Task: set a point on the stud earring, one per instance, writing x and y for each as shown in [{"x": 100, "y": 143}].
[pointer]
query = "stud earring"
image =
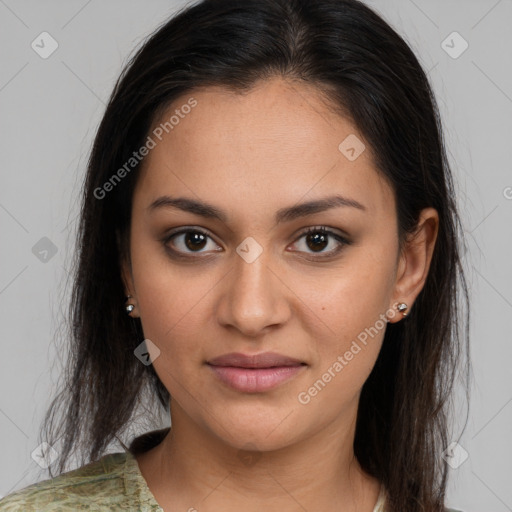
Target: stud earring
[
  {"x": 402, "y": 308},
  {"x": 129, "y": 307}
]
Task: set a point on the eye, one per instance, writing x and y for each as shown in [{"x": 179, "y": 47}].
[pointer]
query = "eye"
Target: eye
[
  {"x": 189, "y": 241},
  {"x": 317, "y": 239}
]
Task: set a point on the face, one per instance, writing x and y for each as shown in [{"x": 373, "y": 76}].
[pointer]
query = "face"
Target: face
[{"x": 245, "y": 276}]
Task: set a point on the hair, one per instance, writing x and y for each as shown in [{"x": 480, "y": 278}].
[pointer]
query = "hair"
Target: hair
[{"x": 370, "y": 75}]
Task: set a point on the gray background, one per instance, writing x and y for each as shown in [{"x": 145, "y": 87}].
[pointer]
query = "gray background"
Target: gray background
[{"x": 50, "y": 109}]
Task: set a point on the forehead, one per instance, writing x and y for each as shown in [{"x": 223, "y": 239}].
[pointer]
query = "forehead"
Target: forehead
[{"x": 275, "y": 145}]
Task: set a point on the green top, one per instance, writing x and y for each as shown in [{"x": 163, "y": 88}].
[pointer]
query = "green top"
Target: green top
[{"x": 113, "y": 483}]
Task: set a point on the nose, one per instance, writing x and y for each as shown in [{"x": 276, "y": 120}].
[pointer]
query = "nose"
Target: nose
[{"x": 254, "y": 298}]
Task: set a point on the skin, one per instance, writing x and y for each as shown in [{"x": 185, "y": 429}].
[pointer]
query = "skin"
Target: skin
[{"x": 251, "y": 155}]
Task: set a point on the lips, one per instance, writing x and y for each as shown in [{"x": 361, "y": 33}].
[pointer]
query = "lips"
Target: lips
[
  {"x": 264, "y": 360},
  {"x": 255, "y": 373}
]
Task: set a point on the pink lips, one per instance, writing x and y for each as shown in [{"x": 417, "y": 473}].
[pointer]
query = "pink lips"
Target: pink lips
[{"x": 254, "y": 374}]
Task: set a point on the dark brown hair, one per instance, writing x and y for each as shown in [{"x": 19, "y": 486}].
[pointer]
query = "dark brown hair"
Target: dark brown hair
[{"x": 371, "y": 75}]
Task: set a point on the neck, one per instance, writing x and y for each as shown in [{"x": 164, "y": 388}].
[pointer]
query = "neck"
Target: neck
[{"x": 194, "y": 468}]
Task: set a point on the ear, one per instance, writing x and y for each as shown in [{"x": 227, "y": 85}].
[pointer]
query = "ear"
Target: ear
[{"x": 414, "y": 261}]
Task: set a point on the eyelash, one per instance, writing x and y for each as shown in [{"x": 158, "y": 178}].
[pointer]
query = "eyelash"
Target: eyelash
[{"x": 316, "y": 229}]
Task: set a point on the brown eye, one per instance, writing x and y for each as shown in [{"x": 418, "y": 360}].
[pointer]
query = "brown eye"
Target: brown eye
[
  {"x": 317, "y": 239},
  {"x": 195, "y": 240},
  {"x": 188, "y": 241}
]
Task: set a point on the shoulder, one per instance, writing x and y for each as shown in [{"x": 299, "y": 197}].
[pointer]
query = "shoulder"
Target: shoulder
[{"x": 91, "y": 487}]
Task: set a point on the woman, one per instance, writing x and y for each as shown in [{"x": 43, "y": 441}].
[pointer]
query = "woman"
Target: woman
[{"x": 269, "y": 242}]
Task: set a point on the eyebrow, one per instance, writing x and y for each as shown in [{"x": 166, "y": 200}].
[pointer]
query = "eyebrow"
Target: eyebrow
[{"x": 283, "y": 215}]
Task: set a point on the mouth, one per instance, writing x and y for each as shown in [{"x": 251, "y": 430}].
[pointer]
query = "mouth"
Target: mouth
[{"x": 255, "y": 373}]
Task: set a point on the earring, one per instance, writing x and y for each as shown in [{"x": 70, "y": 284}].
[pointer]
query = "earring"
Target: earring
[
  {"x": 402, "y": 308},
  {"x": 129, "y": 307}
]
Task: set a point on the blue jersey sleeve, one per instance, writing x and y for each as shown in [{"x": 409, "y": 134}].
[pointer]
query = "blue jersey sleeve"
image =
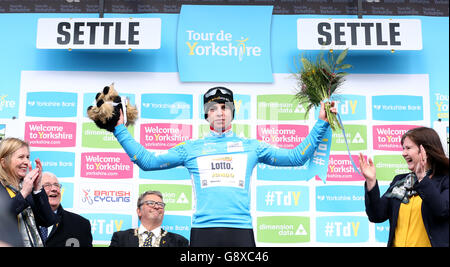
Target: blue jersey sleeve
[
  {"x": 297, "y": 156},
  {"x": 145, "y": 159}
]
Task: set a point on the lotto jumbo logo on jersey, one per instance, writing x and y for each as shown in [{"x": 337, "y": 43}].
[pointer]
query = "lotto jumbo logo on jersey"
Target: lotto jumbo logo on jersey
[{"x": 224, "y": 43}]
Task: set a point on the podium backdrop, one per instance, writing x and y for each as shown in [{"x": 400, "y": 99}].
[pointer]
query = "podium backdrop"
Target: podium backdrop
[{"x": 44, "y": 94}]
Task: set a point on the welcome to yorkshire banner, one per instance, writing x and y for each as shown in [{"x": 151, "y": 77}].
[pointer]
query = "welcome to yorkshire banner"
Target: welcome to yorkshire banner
[
  {"x": 291, "y": 207},
  {"x": 317, "y": 7}
]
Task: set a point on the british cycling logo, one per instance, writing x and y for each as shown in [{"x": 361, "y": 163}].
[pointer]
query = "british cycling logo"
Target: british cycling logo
[{"x": 220, "y": 44}]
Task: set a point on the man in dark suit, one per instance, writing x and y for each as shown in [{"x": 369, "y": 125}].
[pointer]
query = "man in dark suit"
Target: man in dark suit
[
  {"x": 71, "y": 230},
  {"x": 150, "y": 210}
]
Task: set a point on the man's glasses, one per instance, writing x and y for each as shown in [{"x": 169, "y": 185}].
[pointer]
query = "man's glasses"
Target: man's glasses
[
  {"x": 48, "y": 185},
  {"x": 214, "y": 91},
  {"x": 152, "y": 203}
]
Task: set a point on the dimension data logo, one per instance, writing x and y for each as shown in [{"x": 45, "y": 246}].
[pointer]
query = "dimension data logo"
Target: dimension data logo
[{"x": 224, "y": 44}]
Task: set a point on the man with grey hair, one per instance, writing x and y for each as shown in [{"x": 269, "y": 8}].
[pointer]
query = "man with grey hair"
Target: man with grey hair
[
  {"x": 150, "y": 210},
  {"x": 71, "y": 230}
]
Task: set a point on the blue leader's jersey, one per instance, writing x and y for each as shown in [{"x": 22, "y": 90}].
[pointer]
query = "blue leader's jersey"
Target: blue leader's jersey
[{"x": 220, "y": 166}]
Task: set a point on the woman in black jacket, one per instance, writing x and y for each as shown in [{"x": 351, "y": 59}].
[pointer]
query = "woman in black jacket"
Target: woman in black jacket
[{"x": 415, "y": 203}]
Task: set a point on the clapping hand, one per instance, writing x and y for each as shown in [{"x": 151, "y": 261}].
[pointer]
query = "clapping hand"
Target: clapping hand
[{"x": 368, "y": 171}]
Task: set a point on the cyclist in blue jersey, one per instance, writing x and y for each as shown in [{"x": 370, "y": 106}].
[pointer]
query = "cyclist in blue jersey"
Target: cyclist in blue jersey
[{"x": 220, "y": 166}]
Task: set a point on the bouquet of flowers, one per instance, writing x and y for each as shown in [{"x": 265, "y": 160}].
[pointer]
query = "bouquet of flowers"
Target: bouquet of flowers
[{"x": 319, "y": 81}]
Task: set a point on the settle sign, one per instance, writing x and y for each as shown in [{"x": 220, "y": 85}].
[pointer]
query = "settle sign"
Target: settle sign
[
  {"x": 99, "y": 33},
  {"x": 359, "y": 34}
]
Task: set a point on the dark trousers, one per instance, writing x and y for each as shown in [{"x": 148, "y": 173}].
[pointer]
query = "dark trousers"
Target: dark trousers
[{"x": 222, "y": 237}]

▶ _TASK REQUIREMENTS_
The copy should match the records above exactly, except that pictures are dropped.

▶ _WRITTEN RESPONSE_
Task: set a point on the stud earring, one per instance, writing x and y for each as shown in [{"x": 100, "y": 143}].
[pointer]
query = "stud earring"
image =
Target: stud earring
[
  {"x": 402, "y": 308},
  {"x": 129, "y": 307}
]
Task: set a point on the eye, one per instance, writing x and y for each as shown in [{"x": 179, "y": 47}].
[pointer]
query = "eye"
Target: eye
[
  {"x": 189, "y": 241},
  {"x": 317, "y": 239}
]
Task: set a point on the face, one per instance, writing x and y for each as shown in [{"x": 373, "y": 76}].
[pointer]
query = "face"
Target: face
[{"x": 245, "y": 276}]
Task: set a point on the hair, one per instance, writing x and y for each as shown in [{"x": 480, "y": 278}].
[pointer]
query = "hair"
Target: hair
[{"x": 370, "y": 75}]
Task: set a point on the gray background, one per instance, writing x and y for each as shown in [{"x": 145, "y": 87}].
[pointer]
query = "gray background"
Target: gray background
[{"x": 50, "y": 109}]
Task: set a point on the forehead, one per instance, writing x and y for each as shown in [{"x": 223, "y": 239}].
[pointer]
query = "forehead"
Target: forehead
[{"x": 275, "y": 145}]
Task: set a point on the green top, one per instance, writing x and y for each as shown in [{"x": 163, "y": 88}].
[pointer]
query = "green top"
Target: green top
[{"x": 113, "y": 483}]
Task: set a point on the nose, one per instance, writing x and y for each as shown in [{"x": 276, "y": 120}].
[pointer]
query = "nose"
Target: nose
[{"x": 254, "y": 298}]
Task: set a point on the skin, one per instance, writing x and y for each as shown in [{"x": 185, "y": 429}].
[pointer]
query = "skin"
Target: skin
[{"x": 251, "y": 155}]
Task: set a point on the lips, one per instance, writing x and y for each as shown in [{"x": 361, "y": 33}].
[pointer]
query = "lips"
Target: lips
[
  {"x": 264, "y": 360},
  {"x": 255, "y": 373}
]
Task: set a point on the pink lips, one per instance, writing x and y for each as shown in [{"x": 417, "y": 473}].
[pointer]
query = "pink lips"
Target: pink lips
[{"x": 254, "y": 374}]
Task: set a point on the dark brown hair, one per instance, writing x and y for each as shown in [{"x": 19, "y": 486}].
[pointer]
query = "dark brown hair"
Target: dark brown hair
[{"x": 371, "y": 75}]
Task: set a point on the neck, one per instance, writing x and y for each as shown in [{"x": 164, "y": 388}].
[pointer]
query = "neck"
Target: neck
[{"x": 194, "y": 468}]
Task: set a point on the ear, one per instance, writing x and y for each as shown in [{"x": 227, "y": 85}].
[pointer]
query = "ear"
Target: ear
[{"x": 414, "y": 261}]
Task: set a point on the eyelash, one per instance, writing x and y for each as shown in [{"x": 158, "y": 178}].
[pointer]
query = "eyelash"
Target: eyelash
[{"x": 316, "y": 229}]
Task: set a point on the brown eye, one per instance, writing x and y for each as shown in [{"x": 418, "y": 360}].
[pointer]
query = "brown eye"
Target: brown eye
[
  {"x": 317, "y": 239},
  {"x": 195, "y": 240},
  {"x": 188, "y": 241}
]
Task: set a point on the shoulder, one per instance, writing x and y for each as shown in [{"x": 299, "y": 197}].
[pointer]
query = "shoulder"
Target: shoulder
[{"x": 91, "y": 487}]
Task: set a point on the woman, one per instance, writing x and y for each as shown in [{"x": 43, "y": 441}].
[pointer]
query = "woman"
Target: woman
[{"x": 269, "y": 242}]
Task: set a point on the eyebrow, one per instance, writing x and y for each as shown in [{"x": 166, "y": 200}].
[pointer]
query = "eyebrow"
Target: eyebrow
[{"x": 283, "y": 215}]
Task: set a point on the mouth, one per instance, writing x and y for each as shown in [{"x": 251, "y": 430}].
[pointer]
query = "mouth"
Target: mouth
[{"x": 255, "y": 373}]
Task: set a point on the earring, one per instance, writing x and y for each as shown in [{"x": 70, "y": 284}].
[pointer]
query = "earring"
Target: earring
[
  {"x": 402, "y": 308},
  {"x": 129, "y": 307}
]
Task: set a point on the blue jersey sleeve, one per instance, writing x and y for each as shown in [{"x": 409, "y": 134}].
[pointer]
query = "blue jersey sleeve"
image =
Target: blue jersey sleeve
[
  {"x": 297, "y": 156},
  {"x": 145, "y": 159}
]
Task: set a point on the lotto jumbo logo on jersey, one per instance, writing x and y for each as shown in [{"x": 337, "y": 43}].
[pointer]
query = "lotto jumbo logo on jersey"
Target: lotto jumbo logo on jersey
[{"x": 224, "y": 43}]
Task: set a point on the podium backdrop, one per instance, writing x and y for each as shown in [{"x": 400, "y": 99}].
[pointer]
query = "podium backdrop"
Target: podium backdrop
[{"x": 44, "y": 94}]
Task: set a point on the welcome to yorkshire banner, one per instance, writing x and y for each as shown in [{"x": 151, "y": 77}].
[pointer]
query = "welcome to yorkshire banner"
Target: welcome to yorkshire banner
[
  {"x": 291, "y": 207},
  {"x": 317, "y": 7}
]
Task: set a point on the british cycling logo, one per instance, writing x and y for each as shown in [{"x": 361, "y": 163}].
[pointer]
query = "british cycling logo"
Target: british cycling logo
[{"x": 220, "y": 44}]
Task: set a point on the man in dark suit, one per instance, writing x and y for each as shown in [{"x": 369, "y": 125}].
[pointer]
query = "man in dark suit"
Target: man in dark suit
[
  {"x": 71, "y": 230},
  {"x": 150, "y": 210}
]
Task: set a point on the man's glasses, one per instance, writing x and y for each as shown in [{"x": 169, "y": 185}].
[pointer]
query = "man's glasses"
Target: man's glasses
[
  {"x": 48, "y": 185},
  {"x": 214, "y": 91},
  {"x": 152, "y": 203}
]
Task: set a point on the dimension data logo, one per instance, writing x and y for each as shown in [{"x": 45, "y": 246}].
[pointer]
query = "dimension data logo"
Target: dimension data logo
[{"x": 224, "y": 44}]
Task: set a point on the man with grey hair, one per instance, writing x and y for each as shown in [{"x": 269, "y": 8}].
[pointer]
query = "man with grey hair"
Target: man with grey hair
[
  {"x": 150, "y": 210},
  {"x": 71, "y": 230}
]
Task: set a point on the blue leader's jersey, one per instance, writing x and y for each as shown in [{"x": 22, "y": 90}].
[pointer]
query = "blue leader's jersey"
Target: blue leader's jersey
[{"x": 220, "y": 166}]
Task: set a point on the woman in black jacket, one per instance, writing x and y for each as shown in [{"x": 351, "y": 59}].
[pointer]
query = "woman in black jacket"
Target: woman in black jacket
[{"x": 415, "y": 203}]
Task: set a point on the clapping hand, one per instance, writing x and y for each as shown in [{"x": 151, "y": 261}].
[pointer]
query = "clapping hand"
Target: clapping hand
[{"x": 368, "y": 171}]
Task: set a point on the cyclist in blue jersey, one per instance, writing x and y for each as shown in [{"x": 370, "y": 106}].
[pointer]
query = "cyclist in blue jersey"
Target: cyclist in blue jersey
[{"x": 220, "y": 166}]
Task: set a point on the bouquet of flowers, one per instance, writing x and y for each as shown in [{"x": 265, "y": 160}].
[pointer]
query = "bouquet of flowers"
Target: bouquet of flowers
[{"x": 319, "y": 81}]
Task: set a point on the settle sign, one per instance, writing x and y for each as shown in [{"x": 220, "y": 85}].
[pointer]
query = "settle sign"
Target: settle sign
[
  {"x": 99, "y": 33},
  {"x": 359, "y": 34}
]
Task: set a point on the dark trousers, one per instance, writing x and y for each as shown in [{"x": 148, "y": 173}].
[pointer]
query = "dark trousers"
Target: dark trousers
[{"x": 222, "y": 237}]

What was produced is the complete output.